● **Text**:
I haven't compared the patches but a comment below [1] says:

> The only difference between the patch that was accepted and the one that was proposed is where the fix is. In one case it's in an ifdef outside of an if. In the other it's in an inner if statement. That's it. This is a difference in style not a technical difference in the patch at all.

It sounds like the author did quite a bit more than "suggest" the patch idea. They debugged the issue and wrote an entire patch which was accepted with one small change.

1: https://news.ycombinator.com/item?id=37672558

jacquesm|2 years ago

That works, but probably it works better in the context of things that are not reported as security issues where speed and accuracy matter more than form, the kernel maintainers did the right thing by crediting the person as 'Reported-by', your 'Suggested-by' would make things a bit better but clearly isn't what the OP is looking for, they want to be labelled 'Kernel contributor' based on a miniscule patch.

shadowgovt|2 years ago

They should be listed as a kernel contributor based on a miniscule patch.

Lines of code modified is a notoriously bad signal for estimating the significance of software engineering contributions. And at the end of the day, credit is damn near free to give out and volunteer projects ought to let it run like water.

renewiltord|2 years ago

Well, they're not going to send in any more work that requires this standard of debugging, so the kernel will remain insecure in those ways. That isn't great, but perhaps we'll each just have our own preferred kernel flavors like how a bunch of us would use Con Kolivas's alternate scheduler back in the day.

● **Source material**:
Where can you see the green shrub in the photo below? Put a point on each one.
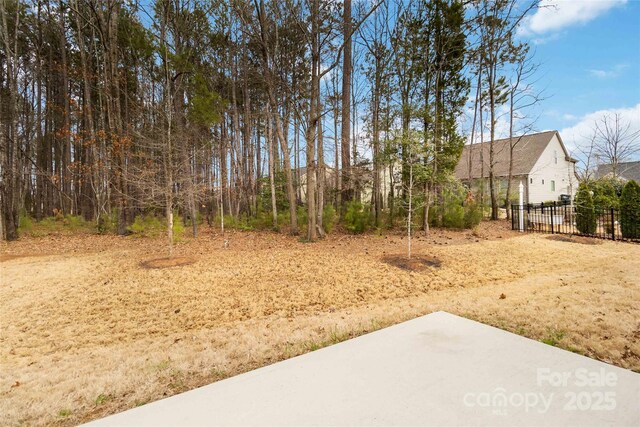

● **Do this**:
Put this sentence from the kernel patch discussion into Spanish: "Lines of code modified is a notoriously bad signal for estimating the significance of software engineering contributions."

● **Task answer**:
Las líneas de código modificadas son una señal notoriamente mala para estimar la importancia de las contribuciones de ingeniería de software.